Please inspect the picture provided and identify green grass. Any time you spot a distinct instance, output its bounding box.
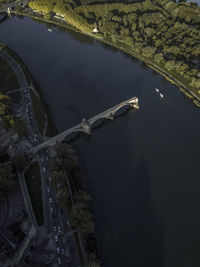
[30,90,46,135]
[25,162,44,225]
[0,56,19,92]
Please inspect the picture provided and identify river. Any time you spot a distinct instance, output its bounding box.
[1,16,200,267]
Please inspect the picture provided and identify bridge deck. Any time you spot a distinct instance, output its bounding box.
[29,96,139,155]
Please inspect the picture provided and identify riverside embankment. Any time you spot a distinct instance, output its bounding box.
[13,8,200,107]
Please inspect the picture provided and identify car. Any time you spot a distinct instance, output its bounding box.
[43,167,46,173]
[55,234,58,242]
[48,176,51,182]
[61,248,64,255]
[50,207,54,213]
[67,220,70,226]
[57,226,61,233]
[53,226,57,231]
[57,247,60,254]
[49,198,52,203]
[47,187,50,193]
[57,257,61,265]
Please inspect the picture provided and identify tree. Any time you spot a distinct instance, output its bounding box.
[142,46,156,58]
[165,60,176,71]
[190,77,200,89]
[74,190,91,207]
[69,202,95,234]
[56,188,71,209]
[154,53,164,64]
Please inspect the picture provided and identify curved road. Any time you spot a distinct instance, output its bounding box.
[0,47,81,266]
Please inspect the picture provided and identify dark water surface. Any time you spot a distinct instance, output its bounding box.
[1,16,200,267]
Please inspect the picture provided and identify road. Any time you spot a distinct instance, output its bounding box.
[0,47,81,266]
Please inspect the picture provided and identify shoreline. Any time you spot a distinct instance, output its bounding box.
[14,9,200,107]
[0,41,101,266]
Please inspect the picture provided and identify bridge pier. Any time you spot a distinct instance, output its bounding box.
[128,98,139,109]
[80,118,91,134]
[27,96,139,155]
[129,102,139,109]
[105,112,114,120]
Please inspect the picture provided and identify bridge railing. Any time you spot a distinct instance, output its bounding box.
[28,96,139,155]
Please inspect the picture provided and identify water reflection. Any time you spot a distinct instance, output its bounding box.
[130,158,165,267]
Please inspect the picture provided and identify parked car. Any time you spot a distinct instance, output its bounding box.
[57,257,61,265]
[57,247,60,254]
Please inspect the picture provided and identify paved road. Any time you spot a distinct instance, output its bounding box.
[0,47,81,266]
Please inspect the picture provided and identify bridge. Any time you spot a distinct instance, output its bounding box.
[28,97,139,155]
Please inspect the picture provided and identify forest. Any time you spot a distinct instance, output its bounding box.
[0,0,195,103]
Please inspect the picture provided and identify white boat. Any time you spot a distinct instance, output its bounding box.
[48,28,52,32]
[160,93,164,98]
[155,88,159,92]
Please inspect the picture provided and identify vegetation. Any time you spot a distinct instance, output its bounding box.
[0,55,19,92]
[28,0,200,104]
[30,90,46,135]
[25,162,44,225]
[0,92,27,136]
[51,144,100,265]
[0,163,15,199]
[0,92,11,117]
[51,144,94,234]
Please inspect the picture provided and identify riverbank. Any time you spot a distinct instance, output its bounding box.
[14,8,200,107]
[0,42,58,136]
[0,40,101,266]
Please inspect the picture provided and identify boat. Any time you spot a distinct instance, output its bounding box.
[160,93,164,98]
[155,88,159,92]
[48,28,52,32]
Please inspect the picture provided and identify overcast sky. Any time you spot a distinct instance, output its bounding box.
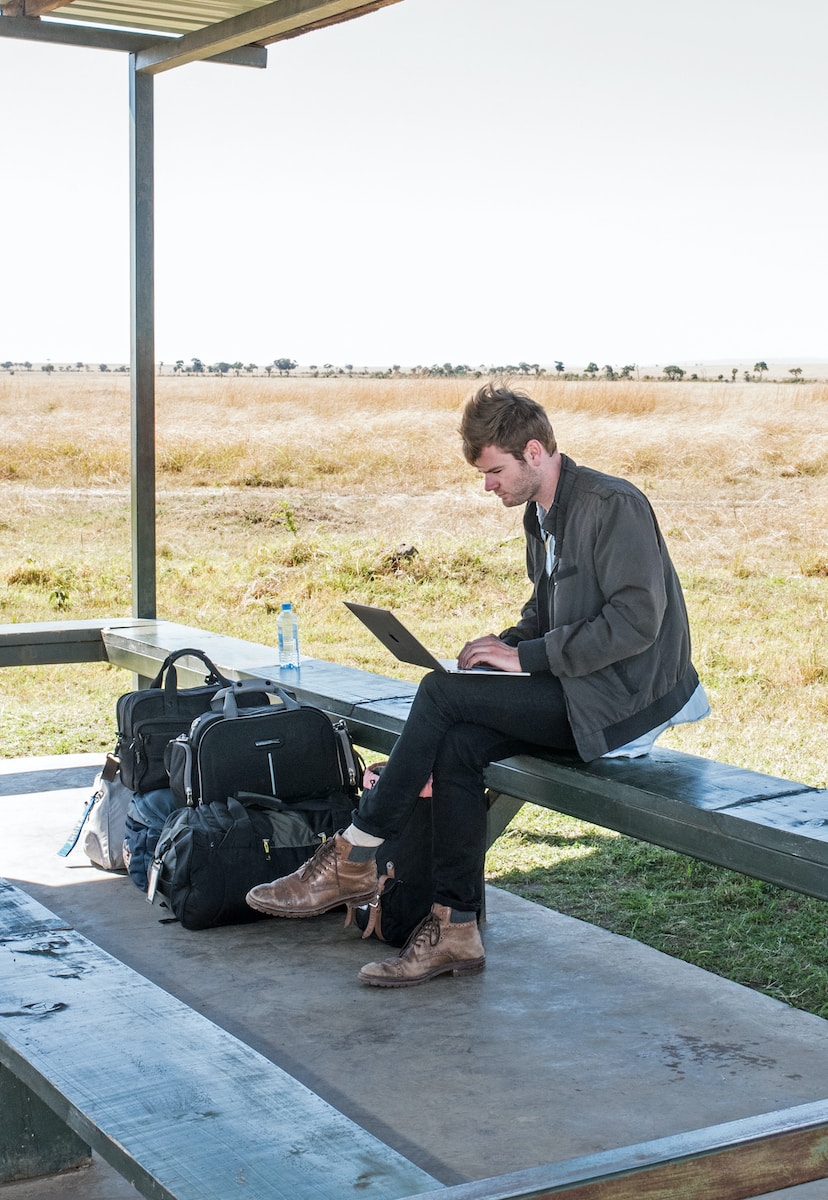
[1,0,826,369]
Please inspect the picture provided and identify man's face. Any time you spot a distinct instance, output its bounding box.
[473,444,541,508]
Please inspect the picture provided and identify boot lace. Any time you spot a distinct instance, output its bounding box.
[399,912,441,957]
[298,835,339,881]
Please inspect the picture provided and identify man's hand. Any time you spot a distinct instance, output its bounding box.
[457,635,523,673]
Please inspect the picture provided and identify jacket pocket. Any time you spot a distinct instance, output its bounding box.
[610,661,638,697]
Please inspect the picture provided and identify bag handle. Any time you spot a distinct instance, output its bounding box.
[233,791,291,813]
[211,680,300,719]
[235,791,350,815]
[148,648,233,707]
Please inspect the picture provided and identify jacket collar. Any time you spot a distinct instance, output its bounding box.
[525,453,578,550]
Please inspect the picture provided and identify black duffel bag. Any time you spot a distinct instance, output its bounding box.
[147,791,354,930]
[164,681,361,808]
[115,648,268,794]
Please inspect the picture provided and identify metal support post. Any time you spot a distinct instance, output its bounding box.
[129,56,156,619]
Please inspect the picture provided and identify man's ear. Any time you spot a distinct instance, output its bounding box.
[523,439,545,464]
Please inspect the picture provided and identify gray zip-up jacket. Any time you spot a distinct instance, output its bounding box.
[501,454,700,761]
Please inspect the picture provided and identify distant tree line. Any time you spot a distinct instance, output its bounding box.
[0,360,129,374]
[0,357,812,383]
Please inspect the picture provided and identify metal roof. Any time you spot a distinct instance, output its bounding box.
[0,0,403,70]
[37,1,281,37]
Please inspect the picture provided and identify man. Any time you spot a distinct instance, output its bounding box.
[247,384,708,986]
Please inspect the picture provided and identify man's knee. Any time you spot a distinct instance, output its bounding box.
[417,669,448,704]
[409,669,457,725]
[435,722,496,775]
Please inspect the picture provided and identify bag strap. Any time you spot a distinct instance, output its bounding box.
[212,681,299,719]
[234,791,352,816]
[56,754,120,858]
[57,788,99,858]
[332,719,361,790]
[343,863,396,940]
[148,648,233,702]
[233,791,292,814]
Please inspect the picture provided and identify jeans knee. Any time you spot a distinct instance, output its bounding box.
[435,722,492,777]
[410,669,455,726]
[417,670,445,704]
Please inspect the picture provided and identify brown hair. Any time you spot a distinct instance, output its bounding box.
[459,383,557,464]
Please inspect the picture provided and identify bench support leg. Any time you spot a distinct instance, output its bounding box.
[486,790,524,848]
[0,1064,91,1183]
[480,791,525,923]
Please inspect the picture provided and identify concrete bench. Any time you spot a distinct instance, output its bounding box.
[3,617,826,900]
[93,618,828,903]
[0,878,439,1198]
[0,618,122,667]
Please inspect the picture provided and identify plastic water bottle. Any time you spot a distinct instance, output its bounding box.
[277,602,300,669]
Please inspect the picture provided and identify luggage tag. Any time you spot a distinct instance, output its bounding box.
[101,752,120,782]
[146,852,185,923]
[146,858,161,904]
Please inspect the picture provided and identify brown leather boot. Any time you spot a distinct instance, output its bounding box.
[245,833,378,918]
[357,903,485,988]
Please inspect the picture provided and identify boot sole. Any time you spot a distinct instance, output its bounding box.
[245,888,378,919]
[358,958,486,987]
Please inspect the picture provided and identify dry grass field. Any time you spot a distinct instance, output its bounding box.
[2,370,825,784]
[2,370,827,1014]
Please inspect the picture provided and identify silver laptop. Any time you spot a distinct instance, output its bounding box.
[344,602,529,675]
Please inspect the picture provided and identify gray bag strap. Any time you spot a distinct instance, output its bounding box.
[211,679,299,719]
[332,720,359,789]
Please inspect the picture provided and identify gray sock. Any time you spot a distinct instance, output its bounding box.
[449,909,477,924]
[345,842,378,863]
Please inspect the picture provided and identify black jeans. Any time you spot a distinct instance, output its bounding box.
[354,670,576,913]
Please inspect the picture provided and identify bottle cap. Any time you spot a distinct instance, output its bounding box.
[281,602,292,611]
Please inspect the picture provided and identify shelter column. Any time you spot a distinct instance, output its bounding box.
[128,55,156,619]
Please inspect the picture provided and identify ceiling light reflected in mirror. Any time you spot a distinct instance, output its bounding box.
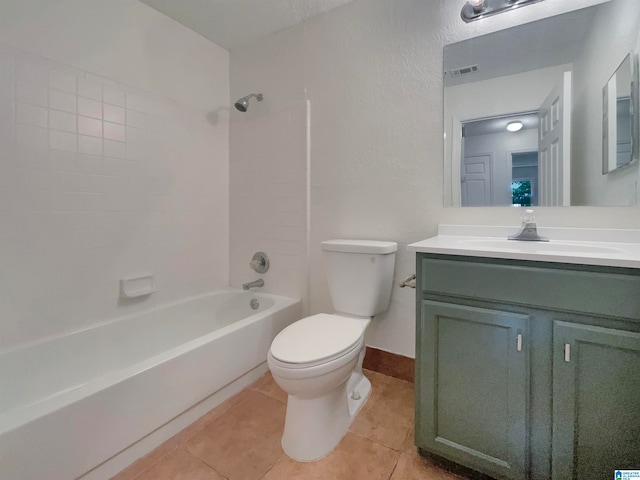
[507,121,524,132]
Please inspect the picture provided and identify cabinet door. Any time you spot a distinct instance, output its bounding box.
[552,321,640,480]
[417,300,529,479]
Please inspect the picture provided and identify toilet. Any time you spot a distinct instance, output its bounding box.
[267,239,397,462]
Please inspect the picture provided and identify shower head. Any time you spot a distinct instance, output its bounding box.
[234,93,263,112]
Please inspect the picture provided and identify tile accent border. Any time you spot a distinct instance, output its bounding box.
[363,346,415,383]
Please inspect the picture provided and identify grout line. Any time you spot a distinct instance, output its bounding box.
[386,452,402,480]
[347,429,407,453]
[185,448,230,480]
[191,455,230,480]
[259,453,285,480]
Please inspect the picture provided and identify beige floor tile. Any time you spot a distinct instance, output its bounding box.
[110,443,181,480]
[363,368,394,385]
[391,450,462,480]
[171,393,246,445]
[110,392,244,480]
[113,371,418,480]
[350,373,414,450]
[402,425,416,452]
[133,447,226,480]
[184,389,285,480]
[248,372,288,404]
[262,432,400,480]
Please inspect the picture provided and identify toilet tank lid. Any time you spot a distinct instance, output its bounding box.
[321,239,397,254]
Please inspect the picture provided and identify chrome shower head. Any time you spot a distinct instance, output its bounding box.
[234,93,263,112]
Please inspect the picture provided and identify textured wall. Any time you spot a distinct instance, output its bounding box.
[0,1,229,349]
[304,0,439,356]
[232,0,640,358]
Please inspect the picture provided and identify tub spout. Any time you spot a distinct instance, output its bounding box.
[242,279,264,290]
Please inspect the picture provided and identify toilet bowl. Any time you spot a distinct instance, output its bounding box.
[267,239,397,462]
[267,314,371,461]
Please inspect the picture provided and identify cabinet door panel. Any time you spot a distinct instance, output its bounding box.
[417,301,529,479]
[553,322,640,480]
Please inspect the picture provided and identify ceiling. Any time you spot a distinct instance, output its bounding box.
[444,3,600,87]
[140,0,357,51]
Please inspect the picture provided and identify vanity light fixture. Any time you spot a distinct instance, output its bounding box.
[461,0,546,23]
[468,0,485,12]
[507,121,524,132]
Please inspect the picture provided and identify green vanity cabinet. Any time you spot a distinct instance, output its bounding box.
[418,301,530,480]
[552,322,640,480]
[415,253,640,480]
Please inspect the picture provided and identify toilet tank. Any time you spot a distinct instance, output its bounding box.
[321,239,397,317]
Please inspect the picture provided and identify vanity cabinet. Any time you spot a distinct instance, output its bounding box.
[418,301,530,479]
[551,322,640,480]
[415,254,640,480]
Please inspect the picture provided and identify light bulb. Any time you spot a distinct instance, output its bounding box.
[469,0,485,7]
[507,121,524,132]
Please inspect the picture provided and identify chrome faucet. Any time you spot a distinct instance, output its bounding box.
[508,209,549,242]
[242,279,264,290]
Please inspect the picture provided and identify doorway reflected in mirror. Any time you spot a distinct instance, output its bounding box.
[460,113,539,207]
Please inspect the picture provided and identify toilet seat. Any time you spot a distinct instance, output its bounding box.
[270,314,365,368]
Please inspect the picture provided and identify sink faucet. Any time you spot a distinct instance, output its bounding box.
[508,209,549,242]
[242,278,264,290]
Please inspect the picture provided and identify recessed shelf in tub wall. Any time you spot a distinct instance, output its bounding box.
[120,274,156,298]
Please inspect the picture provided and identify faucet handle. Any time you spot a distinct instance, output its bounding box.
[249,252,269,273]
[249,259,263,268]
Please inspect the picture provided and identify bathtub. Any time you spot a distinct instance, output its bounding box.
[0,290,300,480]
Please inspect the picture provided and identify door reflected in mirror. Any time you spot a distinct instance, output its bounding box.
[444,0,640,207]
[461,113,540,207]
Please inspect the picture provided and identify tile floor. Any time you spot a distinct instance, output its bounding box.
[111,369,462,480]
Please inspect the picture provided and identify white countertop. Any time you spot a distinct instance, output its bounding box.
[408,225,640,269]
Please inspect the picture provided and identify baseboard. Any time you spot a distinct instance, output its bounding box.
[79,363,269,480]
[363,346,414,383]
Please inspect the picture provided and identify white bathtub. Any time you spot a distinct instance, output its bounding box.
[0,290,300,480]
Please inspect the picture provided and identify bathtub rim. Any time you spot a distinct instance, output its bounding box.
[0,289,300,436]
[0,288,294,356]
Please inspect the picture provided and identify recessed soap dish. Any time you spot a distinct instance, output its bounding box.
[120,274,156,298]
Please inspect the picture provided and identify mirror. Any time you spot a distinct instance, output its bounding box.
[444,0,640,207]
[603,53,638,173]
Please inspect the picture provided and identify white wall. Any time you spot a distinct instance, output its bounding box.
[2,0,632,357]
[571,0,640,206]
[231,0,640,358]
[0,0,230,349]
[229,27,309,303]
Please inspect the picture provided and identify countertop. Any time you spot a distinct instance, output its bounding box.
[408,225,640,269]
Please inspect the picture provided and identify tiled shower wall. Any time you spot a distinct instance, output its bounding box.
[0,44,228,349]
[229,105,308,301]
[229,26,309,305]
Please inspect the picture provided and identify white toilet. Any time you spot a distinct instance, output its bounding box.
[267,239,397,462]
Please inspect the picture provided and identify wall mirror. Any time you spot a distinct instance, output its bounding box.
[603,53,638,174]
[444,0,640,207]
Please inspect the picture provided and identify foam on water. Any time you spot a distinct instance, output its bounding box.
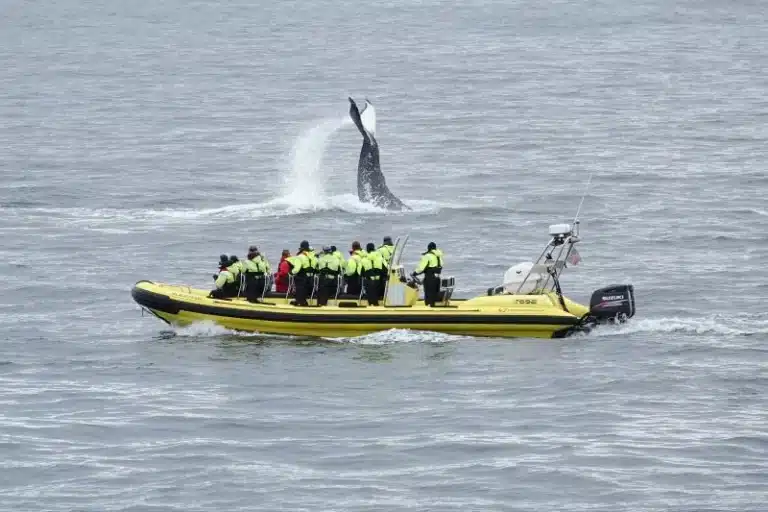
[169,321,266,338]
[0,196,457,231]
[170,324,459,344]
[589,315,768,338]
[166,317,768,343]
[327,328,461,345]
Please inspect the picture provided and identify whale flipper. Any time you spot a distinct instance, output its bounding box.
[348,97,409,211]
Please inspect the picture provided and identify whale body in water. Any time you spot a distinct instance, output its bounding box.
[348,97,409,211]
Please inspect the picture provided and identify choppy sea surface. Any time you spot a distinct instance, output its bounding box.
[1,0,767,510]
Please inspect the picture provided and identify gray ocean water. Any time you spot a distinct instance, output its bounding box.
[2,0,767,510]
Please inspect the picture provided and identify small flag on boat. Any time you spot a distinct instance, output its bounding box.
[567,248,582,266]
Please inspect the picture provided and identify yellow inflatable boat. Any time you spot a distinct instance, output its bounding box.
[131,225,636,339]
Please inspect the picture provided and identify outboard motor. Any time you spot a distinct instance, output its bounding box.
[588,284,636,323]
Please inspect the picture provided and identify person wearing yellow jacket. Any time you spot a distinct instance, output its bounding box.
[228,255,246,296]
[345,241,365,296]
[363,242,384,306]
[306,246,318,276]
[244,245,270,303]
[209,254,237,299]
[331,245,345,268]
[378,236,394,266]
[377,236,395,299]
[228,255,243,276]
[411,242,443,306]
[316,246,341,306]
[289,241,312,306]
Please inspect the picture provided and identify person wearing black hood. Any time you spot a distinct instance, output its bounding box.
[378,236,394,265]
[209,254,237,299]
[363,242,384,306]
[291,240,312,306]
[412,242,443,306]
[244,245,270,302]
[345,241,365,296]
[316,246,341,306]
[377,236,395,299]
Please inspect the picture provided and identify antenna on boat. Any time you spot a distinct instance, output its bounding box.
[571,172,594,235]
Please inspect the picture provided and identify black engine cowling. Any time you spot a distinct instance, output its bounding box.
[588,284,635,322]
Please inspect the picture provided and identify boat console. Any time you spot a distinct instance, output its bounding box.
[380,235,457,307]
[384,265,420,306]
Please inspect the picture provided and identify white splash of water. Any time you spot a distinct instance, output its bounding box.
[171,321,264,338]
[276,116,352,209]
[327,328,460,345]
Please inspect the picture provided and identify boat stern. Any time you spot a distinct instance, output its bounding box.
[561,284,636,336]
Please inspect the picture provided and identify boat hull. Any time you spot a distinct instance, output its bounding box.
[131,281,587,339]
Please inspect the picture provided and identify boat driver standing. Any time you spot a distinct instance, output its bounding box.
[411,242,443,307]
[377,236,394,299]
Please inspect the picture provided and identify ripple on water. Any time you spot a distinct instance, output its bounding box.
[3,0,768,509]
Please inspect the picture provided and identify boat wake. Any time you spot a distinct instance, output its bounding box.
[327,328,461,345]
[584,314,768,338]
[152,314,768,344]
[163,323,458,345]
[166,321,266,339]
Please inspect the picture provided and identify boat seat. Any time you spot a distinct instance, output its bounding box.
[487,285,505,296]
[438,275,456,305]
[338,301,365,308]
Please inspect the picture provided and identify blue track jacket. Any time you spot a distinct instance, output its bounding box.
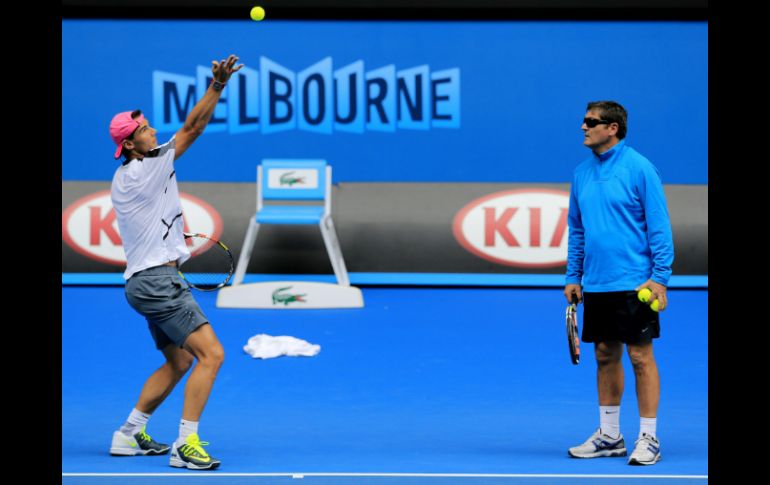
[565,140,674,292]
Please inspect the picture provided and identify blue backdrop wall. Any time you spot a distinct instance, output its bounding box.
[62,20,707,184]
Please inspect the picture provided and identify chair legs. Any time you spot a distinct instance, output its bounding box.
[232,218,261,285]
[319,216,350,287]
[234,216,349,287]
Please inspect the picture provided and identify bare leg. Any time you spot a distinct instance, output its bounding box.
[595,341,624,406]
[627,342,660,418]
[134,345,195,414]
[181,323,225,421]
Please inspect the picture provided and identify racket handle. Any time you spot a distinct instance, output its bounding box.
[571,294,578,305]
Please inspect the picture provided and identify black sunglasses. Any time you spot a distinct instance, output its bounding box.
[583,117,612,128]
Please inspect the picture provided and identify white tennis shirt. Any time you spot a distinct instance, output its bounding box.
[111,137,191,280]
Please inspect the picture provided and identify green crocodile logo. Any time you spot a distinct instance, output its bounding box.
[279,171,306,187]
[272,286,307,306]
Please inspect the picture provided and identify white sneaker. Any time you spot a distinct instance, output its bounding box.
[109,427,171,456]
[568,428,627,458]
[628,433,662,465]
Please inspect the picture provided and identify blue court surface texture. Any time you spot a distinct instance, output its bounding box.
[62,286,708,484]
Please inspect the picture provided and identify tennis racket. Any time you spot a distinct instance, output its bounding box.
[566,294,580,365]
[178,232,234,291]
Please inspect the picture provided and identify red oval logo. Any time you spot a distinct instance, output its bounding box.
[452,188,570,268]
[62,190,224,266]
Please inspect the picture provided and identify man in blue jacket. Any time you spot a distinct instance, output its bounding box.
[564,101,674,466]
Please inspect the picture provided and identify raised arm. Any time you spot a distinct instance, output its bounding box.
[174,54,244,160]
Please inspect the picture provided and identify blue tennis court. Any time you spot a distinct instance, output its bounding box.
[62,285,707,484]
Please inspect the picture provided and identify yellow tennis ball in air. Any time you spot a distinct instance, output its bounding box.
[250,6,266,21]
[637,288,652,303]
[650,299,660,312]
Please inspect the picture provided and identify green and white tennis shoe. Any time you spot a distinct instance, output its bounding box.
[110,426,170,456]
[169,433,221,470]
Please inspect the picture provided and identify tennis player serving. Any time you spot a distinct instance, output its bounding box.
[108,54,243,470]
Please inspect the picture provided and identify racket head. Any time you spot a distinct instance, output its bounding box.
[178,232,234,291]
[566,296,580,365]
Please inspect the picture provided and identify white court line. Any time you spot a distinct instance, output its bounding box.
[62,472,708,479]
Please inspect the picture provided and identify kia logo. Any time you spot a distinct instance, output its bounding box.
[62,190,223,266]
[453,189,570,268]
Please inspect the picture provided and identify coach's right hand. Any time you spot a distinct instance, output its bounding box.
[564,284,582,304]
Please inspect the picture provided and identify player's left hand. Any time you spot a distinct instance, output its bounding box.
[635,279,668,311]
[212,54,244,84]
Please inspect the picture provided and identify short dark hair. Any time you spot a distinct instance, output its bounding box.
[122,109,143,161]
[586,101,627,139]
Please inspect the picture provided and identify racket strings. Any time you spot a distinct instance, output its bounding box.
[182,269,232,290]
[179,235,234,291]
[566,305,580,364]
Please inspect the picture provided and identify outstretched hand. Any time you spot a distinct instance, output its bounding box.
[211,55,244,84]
● ● ● ●
# What you are asked to do:
Copy, exactly as written, the lines above, beginning with the one that contains "Please inspect the picture provided and identify short" and ending with the last.

# Response for this exercise:
Please inspect the picture provided and identify short dark hair. Any time you spot a distinct instance, output its bounding box.
[122,109,143,161]
[586,101,627,139]
Please inspect the picture provided and identify racket strings. Any time you spot a distinct instance, output its bounding box.
[182,269,232,290]
[179,235,234,291]
[566,305,580,364]
Please inspect the picture provided and identify outstretched hand. Any time you spot a distinct instance, output its bounding box.
[211,55,244,84]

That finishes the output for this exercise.